READING PASSAGE ▸

——

I have had the pleasure of meeting Mr. Norris on several occasions. He is one of the nicest people I have ever met.  He was very complementary of Mr. Parker even indicating that they used to car pool to different tournaments when they were both starting out.


----------



## Doc

Kenpoist said:


> I have had the pleasure of meeting Mr. Norris on several occasions. He is one of the nicest people I have ever met.  He was very complementary of Mr. Parker even indicating that they used to car pool to different tournaments when they were both starting out.



You probably misunderstood Chuck. Ed Parker was about a decade older, and started out in the arts much earlier in life than Chuck. Chuck began competing in Parkers first IKC Tournament in 1964 when Parker was already a well established icon and businessman. Parker was always a humble giving person, and giving someone a ride to a tournament was standard in those days. Everybody carpooled because tournaments were never close by. Chuck is one of the nicest guys around. He's been the same person since day 1, and success hasn't changed him at all.

——

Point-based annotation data
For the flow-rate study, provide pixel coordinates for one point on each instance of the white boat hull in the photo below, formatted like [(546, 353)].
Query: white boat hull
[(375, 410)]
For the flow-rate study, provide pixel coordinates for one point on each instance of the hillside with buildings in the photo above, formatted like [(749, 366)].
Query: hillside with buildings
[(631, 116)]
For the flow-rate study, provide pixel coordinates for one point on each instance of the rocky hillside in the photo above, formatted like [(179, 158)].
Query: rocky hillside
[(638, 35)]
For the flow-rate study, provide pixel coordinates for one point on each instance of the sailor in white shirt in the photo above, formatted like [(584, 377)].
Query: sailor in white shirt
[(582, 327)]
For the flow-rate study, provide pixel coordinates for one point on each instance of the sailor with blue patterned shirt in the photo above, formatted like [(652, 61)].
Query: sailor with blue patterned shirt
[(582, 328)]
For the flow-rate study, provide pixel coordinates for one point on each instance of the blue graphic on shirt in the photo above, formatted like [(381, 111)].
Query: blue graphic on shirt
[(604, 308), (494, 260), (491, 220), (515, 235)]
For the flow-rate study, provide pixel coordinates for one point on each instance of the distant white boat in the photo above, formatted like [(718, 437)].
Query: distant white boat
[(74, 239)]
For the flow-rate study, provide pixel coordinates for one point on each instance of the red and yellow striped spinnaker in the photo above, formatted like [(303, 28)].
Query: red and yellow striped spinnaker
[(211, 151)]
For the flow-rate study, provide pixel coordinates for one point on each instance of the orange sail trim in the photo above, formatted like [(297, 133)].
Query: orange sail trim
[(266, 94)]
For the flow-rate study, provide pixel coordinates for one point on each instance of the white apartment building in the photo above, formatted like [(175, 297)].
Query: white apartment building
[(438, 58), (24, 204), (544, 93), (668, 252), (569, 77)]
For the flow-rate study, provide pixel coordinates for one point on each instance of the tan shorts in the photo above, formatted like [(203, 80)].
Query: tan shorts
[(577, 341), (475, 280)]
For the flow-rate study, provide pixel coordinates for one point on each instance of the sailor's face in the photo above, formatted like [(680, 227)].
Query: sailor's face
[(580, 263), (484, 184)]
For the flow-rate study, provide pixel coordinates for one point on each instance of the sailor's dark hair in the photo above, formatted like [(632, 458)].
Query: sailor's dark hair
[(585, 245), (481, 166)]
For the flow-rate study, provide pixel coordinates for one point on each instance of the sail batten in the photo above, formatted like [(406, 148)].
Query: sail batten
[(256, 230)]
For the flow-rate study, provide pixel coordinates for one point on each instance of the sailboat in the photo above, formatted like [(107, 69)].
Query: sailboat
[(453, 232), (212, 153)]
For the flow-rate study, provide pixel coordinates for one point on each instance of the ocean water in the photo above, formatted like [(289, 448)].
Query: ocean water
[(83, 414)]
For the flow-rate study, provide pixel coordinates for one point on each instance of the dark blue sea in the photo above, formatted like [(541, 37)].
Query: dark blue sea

——

EXERCISE DESCRIPTION ▸
Transcribe the whole forum exchange about Chuck Norris and Ed Parker, word for word. The items have no connection to the forum exchange and stand as material of their own.

SOLUTION TO THIS TASK ▸
I have had the pleasure of meeting Mr. Norris on several occasions. He is one of the nicest people I have ever met.  He was very complementary of Mr. Parker even indicating that they used to car pool to different tournaments when they were both starting out.


----------



## Doc

Kenpoist said:


> I have had the pleasure of meeting Mr. Norris on several occasions. He is one of the nicest people I have ever met.  He was very complementary of Mr. Parker even indicating that they used to car pool to different tournaments when they were both starting out.



You probably misunderstood Chuck. Ed Parker was about a decade older, and started out in the arts much earlier in life than Chuck. Chuck began competing in Parkers first IKC Tournament in 1964 when Parker was already a well established icon and businessman. Parker was always a humble giving person, and giving someone a ride to a tournament was standard in those days. Everybody carpooled because tournaments were never close by. Chuck is one of the nicest guys around. He's been the same person since day 1, and success hasn't changed him at all.